EXERCISE PASSAGE -

++++

The Great Resignation continues to wreak havoc on the recovering pandemic economy, with a majority of U.S. companies finding it difficult to meet the demand for skilled workers. New research from 15Five, the transformative performance management platform, shows that a clear track for advancement and professional development resources is needed to retain employees and enable employee growth at all levels.
15Five’s survey of more than 1,000 employed U.S. adults revealed that career growth, learning and development are among the most important factors (cited by 49.7%) for remaining at a company. More than a third (39.5%) of Americans acknowledge that one of the top reasons for leaving a company is lack of career advancement opportunities.
Most employers (55.5%), however, don’t offer a clear path for advancement, the survey confirms.
“Americans are hungry for career growth but are feeling stuck,” said Jeff Smith, VP Strategic Initiatives at 15Five. “Our recent research sheds light on the need for professional development resources and a clear track for advancement to allow employees to grow. A healthy manager-employee relationship is also critical for employees and companies to thrive.”
The modern employee isn’t content with traditional career paths. Instead, these individuals are looking for opportunities to discover and leverage their strengths and talents. The survey shows that many companies are not investing in the necessary programs or solutions to meet the needs of today’s employees:
Nearly half of employers (46% ) do not provide their employees with assessments to determine their talents and strengths
More than a third (35.7%) of Americans say their employers don’t consider their long-term career ambitions but only consider their career as it relates to their current company role
More than a quarter of employees (27.8%) report their company does not make it easy to identify how their strengths match the requirements of open roles
Ignoring the warning signs that can cause employee distress, a majority of organizations are failing to provide clear tracks for career growth. Some employees don’t have access to well-defined job descriptions (28%) or an understanding of their career trajectory at their current company (19.8%). More than a third of organizations (37.9%) don’t promote from within, virtually shutting down employees’ career advancement within the company.
“The Great Resignation is not going away in the near term and reflects a permanent change: people want purpose and career paths along with their paycheck,” added Smith. “Organizations need to ensure that the proper technologies and processes are in place to address their employees’ desire for self-discovery and career opportunities. Alignment with what motivates your employees will be the key differentiator as you compete to attract and retain the best talent.”

++++

AIM OF THE EXERCISE - According to the 15Five survey report, what percentage of employers do not offer a clear path for advancement? The entries have no role in this exercise.

(Dataset excerpts)

++++

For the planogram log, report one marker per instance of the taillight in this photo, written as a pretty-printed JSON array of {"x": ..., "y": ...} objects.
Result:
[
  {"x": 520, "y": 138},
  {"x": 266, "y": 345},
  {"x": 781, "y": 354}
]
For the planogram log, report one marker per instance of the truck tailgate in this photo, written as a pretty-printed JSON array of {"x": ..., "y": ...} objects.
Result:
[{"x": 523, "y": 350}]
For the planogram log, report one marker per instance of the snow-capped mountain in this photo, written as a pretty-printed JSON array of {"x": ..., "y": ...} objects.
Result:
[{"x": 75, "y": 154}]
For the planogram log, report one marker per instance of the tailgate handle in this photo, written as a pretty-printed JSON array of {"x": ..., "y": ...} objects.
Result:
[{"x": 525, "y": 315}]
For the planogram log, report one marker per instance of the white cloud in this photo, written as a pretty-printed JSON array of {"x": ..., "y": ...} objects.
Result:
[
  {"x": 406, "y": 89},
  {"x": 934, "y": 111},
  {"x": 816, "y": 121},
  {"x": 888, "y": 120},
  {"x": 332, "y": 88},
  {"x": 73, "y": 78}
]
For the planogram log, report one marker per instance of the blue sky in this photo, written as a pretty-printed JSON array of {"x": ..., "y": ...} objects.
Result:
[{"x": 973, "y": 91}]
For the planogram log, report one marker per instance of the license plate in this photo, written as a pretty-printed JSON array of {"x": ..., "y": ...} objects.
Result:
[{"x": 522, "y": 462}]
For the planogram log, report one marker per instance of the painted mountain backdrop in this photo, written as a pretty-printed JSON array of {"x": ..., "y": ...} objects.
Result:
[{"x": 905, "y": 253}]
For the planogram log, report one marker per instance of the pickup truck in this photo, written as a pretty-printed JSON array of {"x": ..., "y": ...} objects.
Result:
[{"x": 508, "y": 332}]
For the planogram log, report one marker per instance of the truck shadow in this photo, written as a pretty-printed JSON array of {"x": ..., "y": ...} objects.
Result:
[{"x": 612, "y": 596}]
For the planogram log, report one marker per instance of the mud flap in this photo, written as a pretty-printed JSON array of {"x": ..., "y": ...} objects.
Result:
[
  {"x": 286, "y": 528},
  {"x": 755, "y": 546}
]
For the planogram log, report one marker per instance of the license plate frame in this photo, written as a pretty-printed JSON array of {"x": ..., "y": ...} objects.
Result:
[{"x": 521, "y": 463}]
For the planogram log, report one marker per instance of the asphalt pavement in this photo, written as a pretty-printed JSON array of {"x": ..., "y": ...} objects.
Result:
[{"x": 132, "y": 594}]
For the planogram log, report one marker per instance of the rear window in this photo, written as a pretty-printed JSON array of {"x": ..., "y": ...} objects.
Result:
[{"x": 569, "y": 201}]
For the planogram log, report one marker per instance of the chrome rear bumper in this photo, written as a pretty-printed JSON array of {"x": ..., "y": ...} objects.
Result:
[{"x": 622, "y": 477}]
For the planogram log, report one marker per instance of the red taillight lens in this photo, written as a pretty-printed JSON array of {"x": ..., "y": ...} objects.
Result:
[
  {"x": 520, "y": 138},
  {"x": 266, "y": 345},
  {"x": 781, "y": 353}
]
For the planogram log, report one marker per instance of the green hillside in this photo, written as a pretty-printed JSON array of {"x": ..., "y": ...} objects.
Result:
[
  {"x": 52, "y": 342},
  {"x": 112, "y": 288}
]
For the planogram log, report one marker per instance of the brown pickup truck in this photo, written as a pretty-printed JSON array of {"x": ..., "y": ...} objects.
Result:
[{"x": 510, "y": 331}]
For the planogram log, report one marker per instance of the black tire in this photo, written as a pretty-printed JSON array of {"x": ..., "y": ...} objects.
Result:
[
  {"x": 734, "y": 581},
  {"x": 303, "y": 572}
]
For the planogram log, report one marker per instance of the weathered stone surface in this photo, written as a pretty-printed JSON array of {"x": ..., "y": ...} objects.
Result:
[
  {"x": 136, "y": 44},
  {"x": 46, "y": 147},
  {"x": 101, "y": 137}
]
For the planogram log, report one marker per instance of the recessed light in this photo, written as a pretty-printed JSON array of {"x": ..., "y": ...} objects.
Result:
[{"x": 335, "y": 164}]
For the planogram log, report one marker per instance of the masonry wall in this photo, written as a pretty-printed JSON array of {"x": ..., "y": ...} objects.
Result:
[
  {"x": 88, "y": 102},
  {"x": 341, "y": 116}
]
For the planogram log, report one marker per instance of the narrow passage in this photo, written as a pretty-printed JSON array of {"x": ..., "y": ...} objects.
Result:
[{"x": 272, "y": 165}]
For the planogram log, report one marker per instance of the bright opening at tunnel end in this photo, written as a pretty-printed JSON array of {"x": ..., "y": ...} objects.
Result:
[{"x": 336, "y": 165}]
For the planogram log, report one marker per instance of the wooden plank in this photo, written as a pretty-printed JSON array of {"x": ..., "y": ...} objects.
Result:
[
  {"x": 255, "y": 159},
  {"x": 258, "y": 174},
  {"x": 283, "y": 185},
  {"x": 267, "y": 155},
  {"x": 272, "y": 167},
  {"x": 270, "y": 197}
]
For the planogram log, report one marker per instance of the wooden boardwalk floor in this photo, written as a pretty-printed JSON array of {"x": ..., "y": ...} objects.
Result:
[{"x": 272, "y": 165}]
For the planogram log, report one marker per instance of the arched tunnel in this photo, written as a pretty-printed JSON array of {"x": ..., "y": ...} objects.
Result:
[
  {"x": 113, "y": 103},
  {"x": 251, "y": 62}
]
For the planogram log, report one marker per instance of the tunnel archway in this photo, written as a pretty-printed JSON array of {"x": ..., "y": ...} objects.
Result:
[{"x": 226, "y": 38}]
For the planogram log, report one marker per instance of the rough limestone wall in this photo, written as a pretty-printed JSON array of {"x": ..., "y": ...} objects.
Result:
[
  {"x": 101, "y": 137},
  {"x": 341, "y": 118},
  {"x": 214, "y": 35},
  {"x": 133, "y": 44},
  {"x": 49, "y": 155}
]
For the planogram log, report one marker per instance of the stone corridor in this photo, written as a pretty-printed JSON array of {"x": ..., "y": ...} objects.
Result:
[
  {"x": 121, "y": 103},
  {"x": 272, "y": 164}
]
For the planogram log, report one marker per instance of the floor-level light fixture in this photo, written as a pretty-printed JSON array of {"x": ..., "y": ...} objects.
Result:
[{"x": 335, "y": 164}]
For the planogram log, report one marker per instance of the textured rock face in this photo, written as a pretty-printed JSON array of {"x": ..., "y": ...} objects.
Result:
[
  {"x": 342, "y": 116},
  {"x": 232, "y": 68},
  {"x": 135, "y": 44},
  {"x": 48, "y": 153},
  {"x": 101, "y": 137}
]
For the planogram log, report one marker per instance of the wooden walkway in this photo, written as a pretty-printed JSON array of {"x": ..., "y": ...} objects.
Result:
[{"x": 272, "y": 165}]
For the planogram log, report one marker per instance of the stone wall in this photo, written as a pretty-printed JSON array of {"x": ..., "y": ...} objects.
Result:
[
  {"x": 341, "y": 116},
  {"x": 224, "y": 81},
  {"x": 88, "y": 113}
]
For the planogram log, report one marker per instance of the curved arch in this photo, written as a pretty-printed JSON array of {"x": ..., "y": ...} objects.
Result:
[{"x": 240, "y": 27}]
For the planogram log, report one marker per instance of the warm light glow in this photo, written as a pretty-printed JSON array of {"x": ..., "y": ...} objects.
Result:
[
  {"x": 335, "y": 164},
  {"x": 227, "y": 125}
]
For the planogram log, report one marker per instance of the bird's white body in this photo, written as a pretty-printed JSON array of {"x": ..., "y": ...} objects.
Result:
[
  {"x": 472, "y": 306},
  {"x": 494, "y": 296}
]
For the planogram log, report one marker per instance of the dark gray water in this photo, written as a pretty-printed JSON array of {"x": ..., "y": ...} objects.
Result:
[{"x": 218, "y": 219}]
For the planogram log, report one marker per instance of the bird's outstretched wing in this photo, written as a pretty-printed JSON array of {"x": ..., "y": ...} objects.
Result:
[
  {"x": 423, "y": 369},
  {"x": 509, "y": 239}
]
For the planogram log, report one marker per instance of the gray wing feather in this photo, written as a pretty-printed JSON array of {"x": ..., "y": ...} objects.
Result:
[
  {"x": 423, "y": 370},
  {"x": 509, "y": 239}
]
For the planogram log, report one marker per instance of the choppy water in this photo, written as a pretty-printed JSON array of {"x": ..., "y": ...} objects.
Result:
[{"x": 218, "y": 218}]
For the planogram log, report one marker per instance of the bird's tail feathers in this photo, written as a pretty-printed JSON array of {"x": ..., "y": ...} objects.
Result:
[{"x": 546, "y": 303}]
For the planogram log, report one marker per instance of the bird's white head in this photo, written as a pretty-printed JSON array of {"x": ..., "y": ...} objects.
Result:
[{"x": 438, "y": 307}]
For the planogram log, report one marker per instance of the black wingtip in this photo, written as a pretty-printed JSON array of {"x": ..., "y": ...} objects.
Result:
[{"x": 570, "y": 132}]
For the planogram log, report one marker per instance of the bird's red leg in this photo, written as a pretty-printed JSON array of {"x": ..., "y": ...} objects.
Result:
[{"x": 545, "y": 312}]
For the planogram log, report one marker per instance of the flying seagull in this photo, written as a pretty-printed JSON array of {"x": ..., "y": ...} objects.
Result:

++++

EXERCISE SOLUTION - 55.5%